-- start of TEXT EXCERPT --

User Manual

Placement

In principle, the CO2 concentration in a room is homogeneous. However, due to partition walls, open windows, large rooms, etc., the CO2 value can be different in different places within the same room. It therefore makes sense to take measurements in several places in larger rooms (> 50 m²) or in rooms with open windows or doors.

  • Place the meter in the used part of the room as much as possible. 
  • Place the sensor on a table or cabinet, against the wall or in the middle of the room.
  • Set the sensor not next to a door or window or inlet of the ventilation system.
  • Make sure the meter is in a safe place so that it does not fall over or be spilled on.
  • Do not breathe near the sensor; this may affect the measurement. Do not place the meter directly next to a person, keep a distance of 1.5 m. 

Hanging

A total of 4 holes are provided for hanging the sensor. Use at least 2 holes to hang up the CO2 meter correctly.

A nail is also a possibility to hang the sensor. If you use only one nail, the sensor will probably hang at an angle. In itself not a problem, but visually not so nice. Make sure that the sensor cannot fall off the nail!

Double-sided adhesive tape may also be used. Make sure, however, that the sensor cannot come loose. A fall to the ground can damage the sensor irreparably.

You can also use an adhesive magnet to attach the sensor to a magnetic surface. Again, make sure that the sensor cannot fall on the ground.

Place the sensor (without housing) not against a metal (or conductive) background so that the pins do not create a short circuit. Even better is to print your own enclosure, the 3D .STL files can be found at here.

Energy

The CO2 meter needs energy to work. This can be supplied through the USB-C connector of the display board. A standard USB adapter can be used for this. If you use a normal USB adapter then you must ensure that you have a USB-A to USB-C cable (the CO2 sensor has a USB-C connector). You can also use a USB-C adapter. In that case you will need a USB-C to USB-C cable.

-- end of TEXT EXCERPT --

## GIVEN TASK A
In the entries, print the lines verbatim, beginning at the line that contains "of the windmill." and stopping after the line that contains "[[78, 107]]".
The user manual has no connection to the entries that come after it.

-- start of RECORDS PROVIDED --

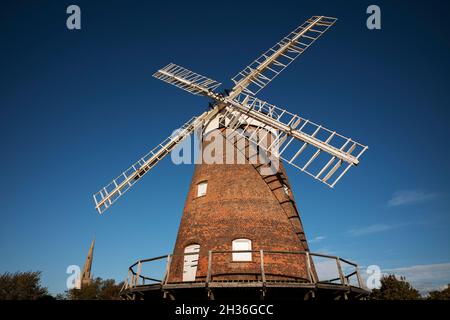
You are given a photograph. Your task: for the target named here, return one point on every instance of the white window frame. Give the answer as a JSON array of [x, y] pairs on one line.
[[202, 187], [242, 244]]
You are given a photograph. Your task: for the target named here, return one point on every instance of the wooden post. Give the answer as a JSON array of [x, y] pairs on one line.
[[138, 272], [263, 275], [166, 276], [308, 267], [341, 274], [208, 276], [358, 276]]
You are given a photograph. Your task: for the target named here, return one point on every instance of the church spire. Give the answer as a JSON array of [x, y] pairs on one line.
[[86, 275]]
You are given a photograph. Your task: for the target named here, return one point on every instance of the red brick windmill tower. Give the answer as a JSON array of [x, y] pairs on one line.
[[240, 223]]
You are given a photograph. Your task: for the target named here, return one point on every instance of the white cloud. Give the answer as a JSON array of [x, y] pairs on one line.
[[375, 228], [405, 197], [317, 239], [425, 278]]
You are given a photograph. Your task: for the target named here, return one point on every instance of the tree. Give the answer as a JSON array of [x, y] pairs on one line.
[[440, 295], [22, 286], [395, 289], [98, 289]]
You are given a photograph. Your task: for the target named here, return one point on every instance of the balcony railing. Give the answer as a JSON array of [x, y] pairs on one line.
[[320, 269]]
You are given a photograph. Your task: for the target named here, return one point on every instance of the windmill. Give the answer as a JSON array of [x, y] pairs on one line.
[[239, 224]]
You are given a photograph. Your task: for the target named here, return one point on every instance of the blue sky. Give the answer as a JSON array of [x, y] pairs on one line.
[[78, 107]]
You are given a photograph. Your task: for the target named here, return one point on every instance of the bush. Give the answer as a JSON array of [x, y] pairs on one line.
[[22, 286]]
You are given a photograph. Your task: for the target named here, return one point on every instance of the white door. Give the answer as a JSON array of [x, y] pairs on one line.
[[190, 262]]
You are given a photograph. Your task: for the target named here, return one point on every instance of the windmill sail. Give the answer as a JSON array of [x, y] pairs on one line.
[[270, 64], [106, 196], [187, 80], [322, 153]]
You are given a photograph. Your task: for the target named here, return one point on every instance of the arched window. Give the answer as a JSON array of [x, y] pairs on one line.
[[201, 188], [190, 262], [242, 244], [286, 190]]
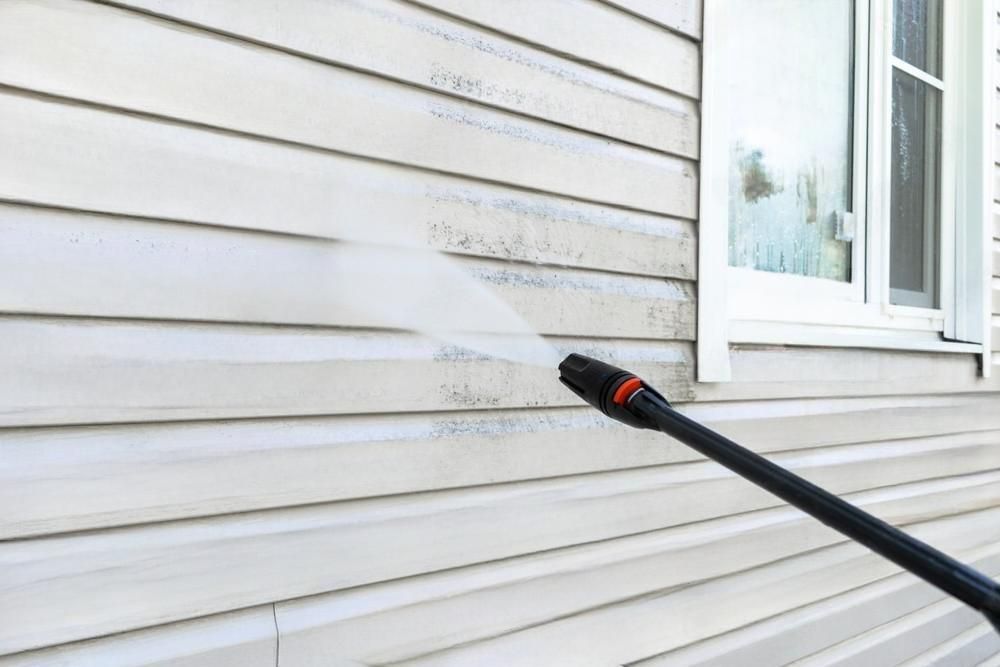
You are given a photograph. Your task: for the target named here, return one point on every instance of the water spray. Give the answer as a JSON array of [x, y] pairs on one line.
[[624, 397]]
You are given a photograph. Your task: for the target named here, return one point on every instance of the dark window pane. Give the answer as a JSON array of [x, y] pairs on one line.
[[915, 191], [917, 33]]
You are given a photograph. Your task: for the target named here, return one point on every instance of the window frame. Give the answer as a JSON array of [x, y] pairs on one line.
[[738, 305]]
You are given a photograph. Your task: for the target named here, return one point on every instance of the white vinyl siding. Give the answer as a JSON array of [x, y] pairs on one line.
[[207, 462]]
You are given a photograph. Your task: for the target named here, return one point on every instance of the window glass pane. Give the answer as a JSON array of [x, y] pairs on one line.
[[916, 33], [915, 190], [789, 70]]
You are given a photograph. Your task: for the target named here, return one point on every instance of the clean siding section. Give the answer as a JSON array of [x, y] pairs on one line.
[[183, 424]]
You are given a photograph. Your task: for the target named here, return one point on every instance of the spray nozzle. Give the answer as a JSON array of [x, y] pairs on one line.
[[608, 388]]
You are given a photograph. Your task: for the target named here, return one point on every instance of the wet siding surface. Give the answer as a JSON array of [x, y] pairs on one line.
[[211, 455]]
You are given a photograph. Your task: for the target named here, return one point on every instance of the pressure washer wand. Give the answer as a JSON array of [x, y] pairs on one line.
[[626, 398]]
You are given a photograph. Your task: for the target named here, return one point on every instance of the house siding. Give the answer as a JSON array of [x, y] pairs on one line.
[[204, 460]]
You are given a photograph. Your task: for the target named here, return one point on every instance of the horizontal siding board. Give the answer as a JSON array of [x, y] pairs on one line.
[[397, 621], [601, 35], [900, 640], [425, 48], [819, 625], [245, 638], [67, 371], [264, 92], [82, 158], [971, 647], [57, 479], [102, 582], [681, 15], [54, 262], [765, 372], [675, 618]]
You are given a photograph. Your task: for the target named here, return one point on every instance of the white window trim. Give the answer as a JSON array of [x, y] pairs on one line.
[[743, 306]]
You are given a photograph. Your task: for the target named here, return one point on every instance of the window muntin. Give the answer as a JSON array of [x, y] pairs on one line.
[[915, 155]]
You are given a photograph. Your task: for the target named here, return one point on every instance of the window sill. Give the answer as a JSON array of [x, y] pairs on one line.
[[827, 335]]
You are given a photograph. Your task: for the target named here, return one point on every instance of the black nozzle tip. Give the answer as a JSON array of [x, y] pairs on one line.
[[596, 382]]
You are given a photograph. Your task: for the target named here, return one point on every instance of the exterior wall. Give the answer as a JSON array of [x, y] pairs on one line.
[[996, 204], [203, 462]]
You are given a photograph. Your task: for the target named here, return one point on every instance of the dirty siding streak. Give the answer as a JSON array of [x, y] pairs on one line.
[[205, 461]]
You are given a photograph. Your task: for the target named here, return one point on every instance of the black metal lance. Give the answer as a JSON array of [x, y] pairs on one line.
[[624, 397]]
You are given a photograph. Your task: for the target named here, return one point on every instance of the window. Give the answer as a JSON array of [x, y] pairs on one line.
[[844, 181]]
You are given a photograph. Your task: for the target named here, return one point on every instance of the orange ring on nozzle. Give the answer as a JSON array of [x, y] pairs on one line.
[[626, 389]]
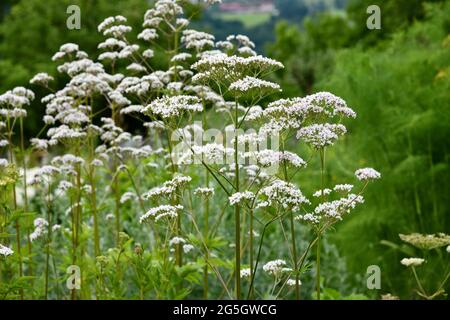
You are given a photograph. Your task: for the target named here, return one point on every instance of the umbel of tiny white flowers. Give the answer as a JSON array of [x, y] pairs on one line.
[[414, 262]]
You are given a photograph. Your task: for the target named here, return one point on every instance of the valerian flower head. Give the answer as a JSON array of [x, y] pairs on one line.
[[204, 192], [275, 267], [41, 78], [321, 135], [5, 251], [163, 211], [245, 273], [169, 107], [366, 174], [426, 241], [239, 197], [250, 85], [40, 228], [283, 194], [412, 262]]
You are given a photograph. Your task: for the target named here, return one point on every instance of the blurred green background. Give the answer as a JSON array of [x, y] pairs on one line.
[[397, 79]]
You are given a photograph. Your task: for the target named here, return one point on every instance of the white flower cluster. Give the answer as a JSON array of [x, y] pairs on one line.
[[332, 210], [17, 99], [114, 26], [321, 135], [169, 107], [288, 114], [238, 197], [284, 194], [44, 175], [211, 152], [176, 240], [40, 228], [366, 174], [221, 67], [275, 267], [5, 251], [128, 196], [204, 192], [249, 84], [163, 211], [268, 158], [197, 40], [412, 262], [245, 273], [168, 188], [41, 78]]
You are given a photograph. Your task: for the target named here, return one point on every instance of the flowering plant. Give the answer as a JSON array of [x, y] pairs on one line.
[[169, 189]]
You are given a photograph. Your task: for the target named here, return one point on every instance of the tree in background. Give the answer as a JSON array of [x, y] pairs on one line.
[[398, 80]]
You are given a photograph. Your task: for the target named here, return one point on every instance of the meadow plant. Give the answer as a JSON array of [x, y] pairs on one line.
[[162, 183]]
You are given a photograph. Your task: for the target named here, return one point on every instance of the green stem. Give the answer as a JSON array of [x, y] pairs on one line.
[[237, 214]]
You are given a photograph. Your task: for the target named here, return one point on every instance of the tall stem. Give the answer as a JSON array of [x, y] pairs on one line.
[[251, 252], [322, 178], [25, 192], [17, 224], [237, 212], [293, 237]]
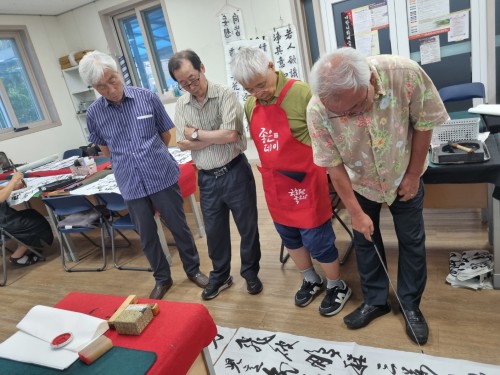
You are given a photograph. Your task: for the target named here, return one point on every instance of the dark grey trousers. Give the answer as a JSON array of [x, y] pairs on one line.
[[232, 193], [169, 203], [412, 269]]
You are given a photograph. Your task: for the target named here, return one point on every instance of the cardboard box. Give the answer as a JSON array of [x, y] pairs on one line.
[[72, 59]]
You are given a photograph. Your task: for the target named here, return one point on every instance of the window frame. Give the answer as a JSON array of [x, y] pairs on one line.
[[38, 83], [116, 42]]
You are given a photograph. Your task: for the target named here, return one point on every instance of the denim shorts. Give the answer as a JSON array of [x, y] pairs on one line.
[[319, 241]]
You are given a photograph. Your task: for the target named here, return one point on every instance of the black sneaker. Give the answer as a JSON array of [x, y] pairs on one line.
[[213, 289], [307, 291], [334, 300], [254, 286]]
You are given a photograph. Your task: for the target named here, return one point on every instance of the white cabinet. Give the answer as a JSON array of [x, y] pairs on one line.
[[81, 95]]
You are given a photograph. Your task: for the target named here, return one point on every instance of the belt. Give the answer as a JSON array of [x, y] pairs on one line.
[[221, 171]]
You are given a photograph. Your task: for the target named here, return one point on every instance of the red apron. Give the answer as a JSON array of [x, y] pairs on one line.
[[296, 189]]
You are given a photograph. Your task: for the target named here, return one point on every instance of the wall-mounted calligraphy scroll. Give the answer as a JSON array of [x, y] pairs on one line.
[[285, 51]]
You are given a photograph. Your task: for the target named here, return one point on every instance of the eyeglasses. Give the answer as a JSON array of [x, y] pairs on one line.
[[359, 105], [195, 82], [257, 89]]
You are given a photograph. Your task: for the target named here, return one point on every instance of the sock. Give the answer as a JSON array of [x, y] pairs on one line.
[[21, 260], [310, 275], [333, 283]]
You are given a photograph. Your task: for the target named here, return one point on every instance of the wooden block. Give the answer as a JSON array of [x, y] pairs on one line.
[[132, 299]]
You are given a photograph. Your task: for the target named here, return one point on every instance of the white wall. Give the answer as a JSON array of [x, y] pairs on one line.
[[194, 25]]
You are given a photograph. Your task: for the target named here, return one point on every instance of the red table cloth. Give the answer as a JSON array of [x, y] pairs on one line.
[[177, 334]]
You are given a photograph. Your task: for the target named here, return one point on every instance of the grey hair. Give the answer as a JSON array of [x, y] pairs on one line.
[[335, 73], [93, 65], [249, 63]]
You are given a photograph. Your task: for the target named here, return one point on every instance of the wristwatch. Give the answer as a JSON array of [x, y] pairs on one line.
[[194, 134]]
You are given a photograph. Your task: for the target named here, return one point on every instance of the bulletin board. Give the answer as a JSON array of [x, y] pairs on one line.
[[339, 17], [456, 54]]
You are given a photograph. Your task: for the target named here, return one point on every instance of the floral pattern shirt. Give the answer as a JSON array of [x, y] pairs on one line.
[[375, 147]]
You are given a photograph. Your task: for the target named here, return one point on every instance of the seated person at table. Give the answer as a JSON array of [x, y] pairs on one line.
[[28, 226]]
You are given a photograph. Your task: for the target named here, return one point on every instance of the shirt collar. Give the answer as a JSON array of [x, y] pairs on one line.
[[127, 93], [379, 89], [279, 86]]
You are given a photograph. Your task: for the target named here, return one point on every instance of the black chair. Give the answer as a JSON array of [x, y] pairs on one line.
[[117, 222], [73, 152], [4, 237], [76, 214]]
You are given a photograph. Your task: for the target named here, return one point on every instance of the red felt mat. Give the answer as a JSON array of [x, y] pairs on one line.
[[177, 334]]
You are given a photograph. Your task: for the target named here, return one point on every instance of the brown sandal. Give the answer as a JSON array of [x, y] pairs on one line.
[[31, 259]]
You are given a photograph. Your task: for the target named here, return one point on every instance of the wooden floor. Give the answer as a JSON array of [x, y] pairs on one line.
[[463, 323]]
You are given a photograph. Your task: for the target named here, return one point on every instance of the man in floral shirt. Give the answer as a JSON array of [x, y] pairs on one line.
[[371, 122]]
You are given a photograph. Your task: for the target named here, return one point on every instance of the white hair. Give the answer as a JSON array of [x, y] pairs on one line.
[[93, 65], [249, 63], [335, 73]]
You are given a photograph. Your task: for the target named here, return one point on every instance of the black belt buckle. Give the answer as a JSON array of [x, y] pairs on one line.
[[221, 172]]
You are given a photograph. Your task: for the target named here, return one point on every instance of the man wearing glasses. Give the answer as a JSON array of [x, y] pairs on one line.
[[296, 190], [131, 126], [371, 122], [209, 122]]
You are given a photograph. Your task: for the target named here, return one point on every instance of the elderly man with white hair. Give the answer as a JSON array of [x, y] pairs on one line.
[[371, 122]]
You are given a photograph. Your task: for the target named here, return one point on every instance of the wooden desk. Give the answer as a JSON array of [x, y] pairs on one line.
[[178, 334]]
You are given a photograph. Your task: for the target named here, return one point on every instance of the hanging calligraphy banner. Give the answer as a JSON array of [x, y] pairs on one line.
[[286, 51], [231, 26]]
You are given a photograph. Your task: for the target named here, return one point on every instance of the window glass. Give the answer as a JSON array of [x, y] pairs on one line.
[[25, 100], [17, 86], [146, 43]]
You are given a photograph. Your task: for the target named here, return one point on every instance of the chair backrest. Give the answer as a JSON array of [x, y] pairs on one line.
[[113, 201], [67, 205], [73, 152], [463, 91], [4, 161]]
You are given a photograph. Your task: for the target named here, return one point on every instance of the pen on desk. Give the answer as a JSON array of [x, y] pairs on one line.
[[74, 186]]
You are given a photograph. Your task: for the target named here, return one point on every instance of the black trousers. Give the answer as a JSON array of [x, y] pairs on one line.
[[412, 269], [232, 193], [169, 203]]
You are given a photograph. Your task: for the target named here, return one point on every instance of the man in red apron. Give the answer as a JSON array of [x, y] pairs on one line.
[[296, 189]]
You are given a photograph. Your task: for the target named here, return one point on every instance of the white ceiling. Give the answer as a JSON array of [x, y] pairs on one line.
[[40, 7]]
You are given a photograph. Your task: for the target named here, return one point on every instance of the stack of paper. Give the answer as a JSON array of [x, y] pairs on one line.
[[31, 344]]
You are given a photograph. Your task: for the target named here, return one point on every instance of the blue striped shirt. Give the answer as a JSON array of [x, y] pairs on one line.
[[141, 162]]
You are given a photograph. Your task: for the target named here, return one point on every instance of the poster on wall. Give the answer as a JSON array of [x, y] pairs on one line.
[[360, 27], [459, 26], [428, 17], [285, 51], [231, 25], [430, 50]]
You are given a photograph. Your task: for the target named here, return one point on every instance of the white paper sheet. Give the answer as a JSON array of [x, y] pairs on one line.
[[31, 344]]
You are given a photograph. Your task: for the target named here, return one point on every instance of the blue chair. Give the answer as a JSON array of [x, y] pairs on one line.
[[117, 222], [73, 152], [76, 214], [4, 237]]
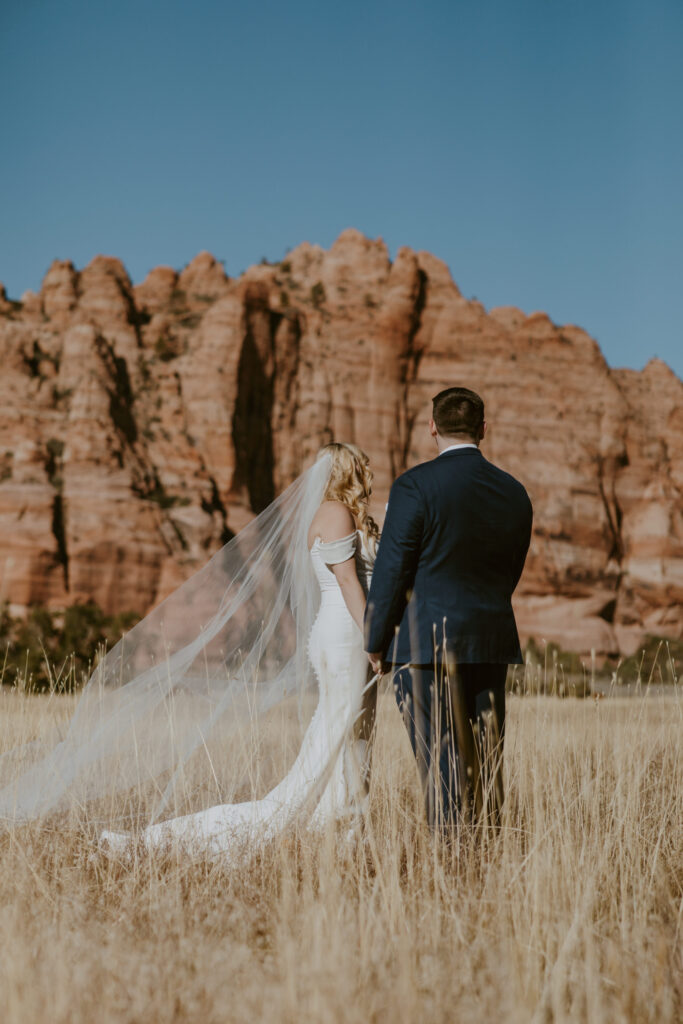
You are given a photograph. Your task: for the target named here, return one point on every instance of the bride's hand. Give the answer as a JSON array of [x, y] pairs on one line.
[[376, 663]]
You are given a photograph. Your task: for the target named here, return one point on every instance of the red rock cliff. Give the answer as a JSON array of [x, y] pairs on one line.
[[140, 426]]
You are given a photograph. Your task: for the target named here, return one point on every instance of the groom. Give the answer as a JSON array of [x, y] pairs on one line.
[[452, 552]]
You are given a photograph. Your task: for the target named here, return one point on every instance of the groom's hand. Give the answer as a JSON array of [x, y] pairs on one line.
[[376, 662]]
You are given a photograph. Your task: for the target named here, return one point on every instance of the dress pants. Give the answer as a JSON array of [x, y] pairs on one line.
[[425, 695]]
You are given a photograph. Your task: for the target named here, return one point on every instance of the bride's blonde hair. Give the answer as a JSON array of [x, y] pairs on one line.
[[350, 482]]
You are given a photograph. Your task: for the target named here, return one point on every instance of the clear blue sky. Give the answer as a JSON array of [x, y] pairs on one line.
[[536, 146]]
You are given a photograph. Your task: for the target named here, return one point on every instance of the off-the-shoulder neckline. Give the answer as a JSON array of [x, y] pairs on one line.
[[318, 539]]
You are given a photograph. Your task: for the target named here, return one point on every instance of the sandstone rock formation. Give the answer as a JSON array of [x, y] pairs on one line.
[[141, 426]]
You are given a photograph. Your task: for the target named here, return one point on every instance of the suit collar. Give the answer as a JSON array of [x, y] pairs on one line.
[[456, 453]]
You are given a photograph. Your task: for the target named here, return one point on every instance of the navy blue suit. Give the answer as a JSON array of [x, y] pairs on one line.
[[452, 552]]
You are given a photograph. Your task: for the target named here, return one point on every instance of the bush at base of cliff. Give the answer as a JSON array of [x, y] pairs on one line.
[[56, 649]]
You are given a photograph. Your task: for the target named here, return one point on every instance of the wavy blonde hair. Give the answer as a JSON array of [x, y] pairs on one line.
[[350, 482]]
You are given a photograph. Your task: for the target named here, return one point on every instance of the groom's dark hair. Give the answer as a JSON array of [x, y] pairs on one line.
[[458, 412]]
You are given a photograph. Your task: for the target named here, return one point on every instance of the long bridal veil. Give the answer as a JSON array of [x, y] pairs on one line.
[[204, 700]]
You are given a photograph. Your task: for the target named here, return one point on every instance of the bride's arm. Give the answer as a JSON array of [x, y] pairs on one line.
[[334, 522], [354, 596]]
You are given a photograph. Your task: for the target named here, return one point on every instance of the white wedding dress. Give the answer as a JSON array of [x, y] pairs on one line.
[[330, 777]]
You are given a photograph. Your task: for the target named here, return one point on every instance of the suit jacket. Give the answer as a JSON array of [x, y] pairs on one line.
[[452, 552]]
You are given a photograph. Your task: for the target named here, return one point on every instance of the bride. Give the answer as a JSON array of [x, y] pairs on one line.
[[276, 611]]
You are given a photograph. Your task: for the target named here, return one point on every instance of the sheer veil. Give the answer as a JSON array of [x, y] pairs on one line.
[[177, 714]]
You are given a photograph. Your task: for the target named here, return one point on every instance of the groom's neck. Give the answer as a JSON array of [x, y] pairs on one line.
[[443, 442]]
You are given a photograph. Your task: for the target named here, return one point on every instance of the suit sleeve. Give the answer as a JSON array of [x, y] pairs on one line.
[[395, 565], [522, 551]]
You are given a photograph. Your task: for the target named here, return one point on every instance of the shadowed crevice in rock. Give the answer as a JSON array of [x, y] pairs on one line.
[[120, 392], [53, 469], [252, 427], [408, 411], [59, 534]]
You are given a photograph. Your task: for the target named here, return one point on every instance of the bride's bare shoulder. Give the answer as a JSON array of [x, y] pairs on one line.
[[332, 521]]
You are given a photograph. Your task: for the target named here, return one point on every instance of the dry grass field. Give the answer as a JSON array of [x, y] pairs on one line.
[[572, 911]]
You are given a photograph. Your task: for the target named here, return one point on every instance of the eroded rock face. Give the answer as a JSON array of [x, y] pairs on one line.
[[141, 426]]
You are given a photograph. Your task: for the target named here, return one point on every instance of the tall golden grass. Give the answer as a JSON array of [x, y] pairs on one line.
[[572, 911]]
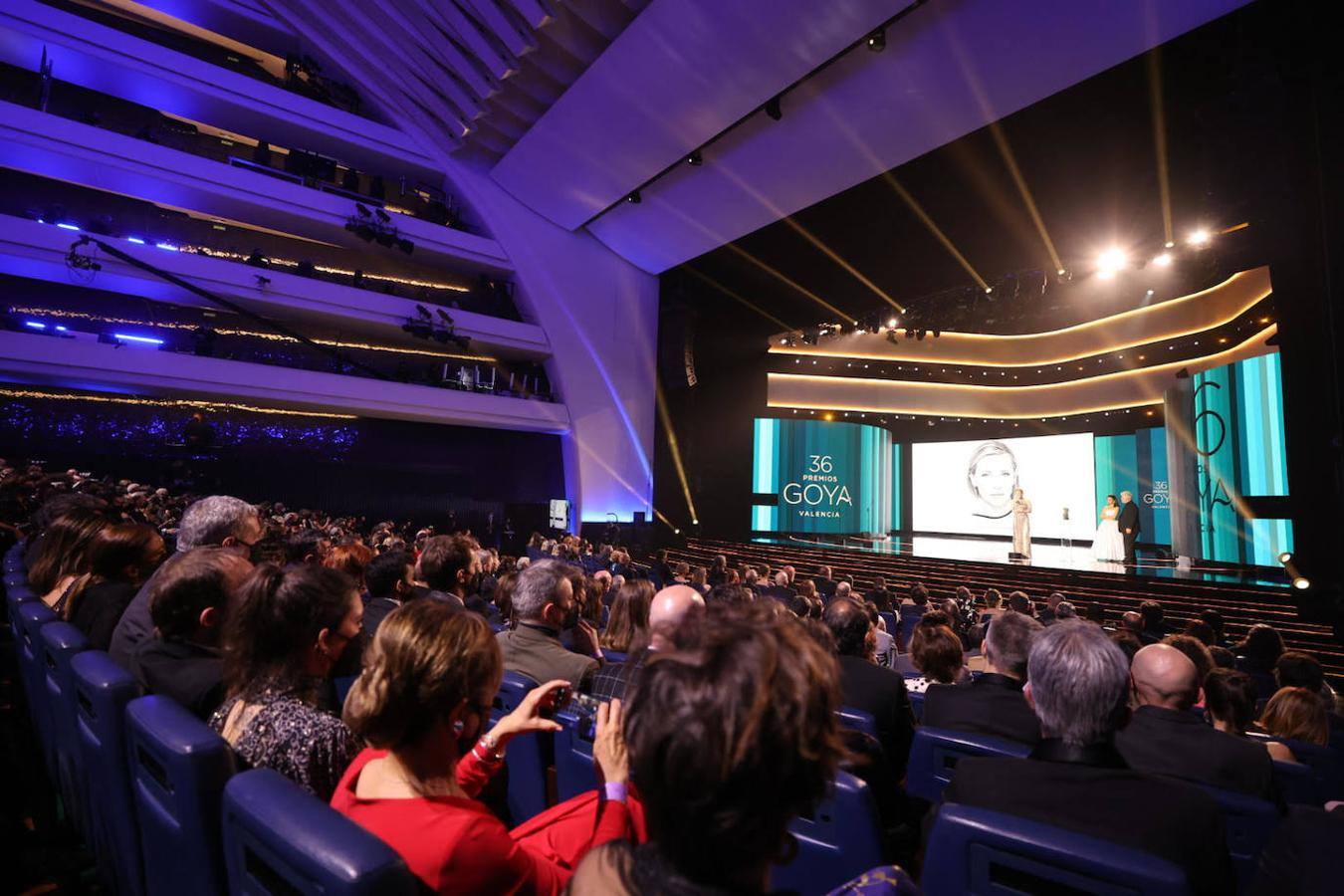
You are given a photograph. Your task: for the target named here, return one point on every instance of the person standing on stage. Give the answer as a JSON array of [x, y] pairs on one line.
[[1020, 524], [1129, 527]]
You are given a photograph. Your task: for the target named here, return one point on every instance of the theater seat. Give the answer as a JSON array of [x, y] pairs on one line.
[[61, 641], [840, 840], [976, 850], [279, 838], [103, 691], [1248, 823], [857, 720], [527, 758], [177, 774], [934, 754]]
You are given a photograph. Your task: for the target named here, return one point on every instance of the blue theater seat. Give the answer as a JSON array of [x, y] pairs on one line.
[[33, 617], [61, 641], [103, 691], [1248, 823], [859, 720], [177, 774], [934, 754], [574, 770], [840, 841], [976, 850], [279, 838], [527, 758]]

-- end of RECORDS PROVIDED --

## GIVEN TASK B
According to the user manual, how much distance should be kept between the meter and a person?

## OUTPUT A
You are given a photograph. Your task: for the target named here, return one point on every instance of the windmill. Give the answer as a JSON array of [x, y] pairs on one line.
[[239, 224]]
You are given a photograph. Your task: for the target named here, return one point on every instance of the blue sky. Give the answer as a JSON array of [x, y] pairs on one line.
[[78, 107]]

## OUTPUT B
1.5 m